Document excerpt —
────────

The Butoniga reservoir and related drinking water treatment facility (DWTF) are part of the Istrian Water Supply System, which supplies most of the Istrian peninsula with potable water; thus, efficient management of the Butoniga reservoir and the DWTF is of great importance in handling rapid variations in water quality. The primary issue with managing a small reservoir, such as Butoniga, is balancing its roles in flood defense and water supply. For effective flood defense, the reservoir must be kept “as empty as possible” to allow sufficient space for water retention during storm events. Conversely, for its water supply function, the reservoir should be “as full as possible” to ensure adequate water availability during the dry period from July to October. Therefore, it is crucial to fill the reservoir during the autumn months when rainfall is frequent [19]. Regarding the microbiological water quality of the Butoniga reservoir, a previous study indicated that turbidity may serve as a potential indicator of E. coli bacteria [10].

This study aims to develop models for describing, explaining, and predicting microbiological water quality parameters, specifically total coliforms and E. coli bacteria, with the goal of enhancing the management, optimization, and long-term sustainability of the Butoniga DWTF. Descriptive models are designed to identify, explain, and interpret the environmental conditions that promote or inhibit the occurrence of E. coli and total coliforms, whereas predictive models focus on forecasting the values of these microbiological parameters. ML methods such as DTs, Model Trees (MTs), RF, Multi-Layer Perceptron (M-LP), Bagging, and XGBoost were used to develop and comparatively evaluate descriptive and predictive models. Due to their simplicity, interpretability, and transparency—attributes that are especially important in microbiological water quality management and data-driven decision-making—DTs and MTs were selected for further application and integration into the future development of a decision support system (DSS). The trade-off between predictive accuracy and model interpretability makes both DTs and MTs particularly suitable for operational implementation at the Butoniga DWTF.

The novelty of this research lies in the development of descriptive and predictive models for microbiological water quality management using ML methods, which can support timely and informed decision-making during water treatment processes. The research also emphasizes the importance of further research and continuous monitoring to protect both environmental and public health.

Additionally, through this research, innovative methods, techniques, and tools for modeling and managing microbiological water quality can be implemented into the strategic and operational management of water resources.

────────

Listed entries —

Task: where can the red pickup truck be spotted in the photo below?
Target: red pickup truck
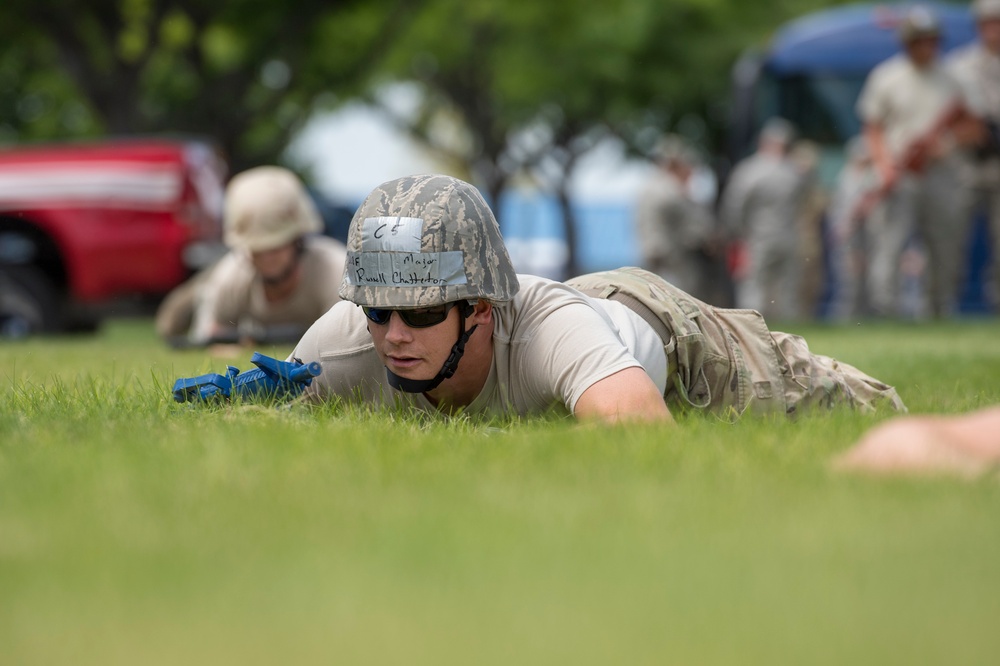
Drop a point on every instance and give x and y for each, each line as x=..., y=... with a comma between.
x=84, y=226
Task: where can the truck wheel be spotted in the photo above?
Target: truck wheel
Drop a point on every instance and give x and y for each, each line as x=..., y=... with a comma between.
x=29, y=304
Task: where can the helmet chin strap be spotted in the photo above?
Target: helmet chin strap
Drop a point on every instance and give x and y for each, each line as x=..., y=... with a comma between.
x=450, y=364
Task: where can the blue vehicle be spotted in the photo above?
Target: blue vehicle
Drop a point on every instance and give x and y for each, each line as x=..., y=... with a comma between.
x=812, y=72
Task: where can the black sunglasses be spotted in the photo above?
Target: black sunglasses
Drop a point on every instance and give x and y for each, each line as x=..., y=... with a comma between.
x=418, y=318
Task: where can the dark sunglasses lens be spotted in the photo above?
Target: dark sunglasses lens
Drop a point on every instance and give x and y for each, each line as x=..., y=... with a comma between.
x=378, y=315
x=413, y=318
x=425, y=317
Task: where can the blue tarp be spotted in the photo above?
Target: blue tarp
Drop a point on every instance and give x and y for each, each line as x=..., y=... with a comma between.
x=854, y=38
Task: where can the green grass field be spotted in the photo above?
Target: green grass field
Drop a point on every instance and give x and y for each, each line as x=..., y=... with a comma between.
x=134, y=530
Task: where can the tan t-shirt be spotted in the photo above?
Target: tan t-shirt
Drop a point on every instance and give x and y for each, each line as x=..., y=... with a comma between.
x=906, y=101
x=550, y=344
x=233, y=294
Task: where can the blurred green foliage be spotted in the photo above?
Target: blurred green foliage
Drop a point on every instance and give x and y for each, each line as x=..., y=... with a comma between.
x=249, y=73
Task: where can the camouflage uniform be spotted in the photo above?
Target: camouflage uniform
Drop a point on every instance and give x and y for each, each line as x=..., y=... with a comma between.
x=978, y=70
x=727, y=361
x=673, y=230
x=761, y=205
x=425, y=241
x=907, y=102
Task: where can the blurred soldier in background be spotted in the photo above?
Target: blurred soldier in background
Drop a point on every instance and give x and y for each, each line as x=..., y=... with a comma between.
x=760, y=210
x=914, y=114
x=675, y=232
x=278, y=277
x=847, y=231
x=977, y=67
x=435, y=318
x=812, y=209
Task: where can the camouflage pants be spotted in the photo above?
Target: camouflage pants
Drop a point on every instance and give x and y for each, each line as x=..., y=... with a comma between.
x=727, y=361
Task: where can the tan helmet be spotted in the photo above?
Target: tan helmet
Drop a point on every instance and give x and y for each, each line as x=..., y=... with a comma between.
x=919, y=22
x=985, y=10
x=426, y=240
x=267, y=207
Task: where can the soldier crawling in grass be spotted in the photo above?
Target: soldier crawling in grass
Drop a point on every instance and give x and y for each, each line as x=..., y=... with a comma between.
x=446, y=325
x=279, y=276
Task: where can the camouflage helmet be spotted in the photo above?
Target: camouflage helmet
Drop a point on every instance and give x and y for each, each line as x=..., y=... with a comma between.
x=267, y=207
x=917, y=23
x=426, y=240
x=985, y=10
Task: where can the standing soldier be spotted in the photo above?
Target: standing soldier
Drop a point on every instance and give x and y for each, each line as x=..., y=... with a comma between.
x=278, y=277
x=760, y=209
x=674, y=231
x=977, y=67
x=847, y=231
x=912, y=112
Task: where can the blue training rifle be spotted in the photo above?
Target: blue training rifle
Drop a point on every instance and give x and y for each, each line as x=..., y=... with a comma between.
x=272, y=379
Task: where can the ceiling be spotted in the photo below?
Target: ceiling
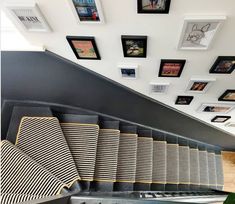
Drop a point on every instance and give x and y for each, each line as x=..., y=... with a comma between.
x=163, y=31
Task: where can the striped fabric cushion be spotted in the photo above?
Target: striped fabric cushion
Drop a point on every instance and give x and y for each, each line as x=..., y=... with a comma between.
x=159, y=162
x=8, y=198
x=107, y=155
x=43, y=140
x=172, y=164
x=82, y=140
x=126, y=167
x=144, y=160
x=22, y=175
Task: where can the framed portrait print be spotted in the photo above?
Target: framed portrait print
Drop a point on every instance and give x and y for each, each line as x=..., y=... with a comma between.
x=134, y=46
x=223, y=65
x=171, y=68
x=198, y=32
x=220, y=119
x=199, y=85
x=184, y=100
x=154, y=6
x=228, y=95
x=87, y=11
x=84, y=47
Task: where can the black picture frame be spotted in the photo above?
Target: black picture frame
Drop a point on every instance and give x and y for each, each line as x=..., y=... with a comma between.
x=214, y=120
x=152, y=11
x=183, y=100
x=138, y=40
x=171, y=61
x=70, y=40
x=215, y=69
x=222, y=97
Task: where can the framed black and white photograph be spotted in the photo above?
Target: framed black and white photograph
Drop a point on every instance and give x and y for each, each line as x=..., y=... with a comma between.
x=134, y=46
x=198, y=32
x=220, y=119
x=228, y=95
x=184, y=100
x=171, y=68
x=84, y=47
x=154, y=6
x=223, y=65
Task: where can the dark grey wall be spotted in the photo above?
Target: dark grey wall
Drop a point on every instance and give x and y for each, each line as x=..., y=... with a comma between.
x=43, y=76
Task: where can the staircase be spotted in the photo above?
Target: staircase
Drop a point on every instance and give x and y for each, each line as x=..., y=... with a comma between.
x=56, y=155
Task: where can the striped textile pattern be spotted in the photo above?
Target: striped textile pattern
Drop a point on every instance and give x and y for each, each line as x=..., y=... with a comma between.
x=43, y=140
x=184, y=165
x=144, y=160
x=107, y=155
x=203, y=165
x=219, y=171
x=127, y=153
x=9, y=198
x=82, y=140
x=159, y=162
x=194, y=167
x=172, y=176
x=211, y=169
x=22, y=175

────────

Work request A —
List every machine learning method that the Butoniga reservoir text names as used to develop and evaluate the models.
Work request B —
Copy everything from "The novelty of" down to "and public health." in the Butoniga reservoir text, substituting "regular monitoring" for "continuous monitoring".
The entries are not needed for any task.

Written response A —
- DTs
- Model Trees (MTs)
- RF
- Multi-Layer Perceptron (M-LP)
- Bagging
- XGBoost

Written response B —
The novelty of this research lies in the development of descriptive and predictive models for microbiological water quality management using ML methods, which can support timely and informed decision-making during water treatment processes. The research also emphasizes the importance of further research and regular monitoring to protect both environmental and public health.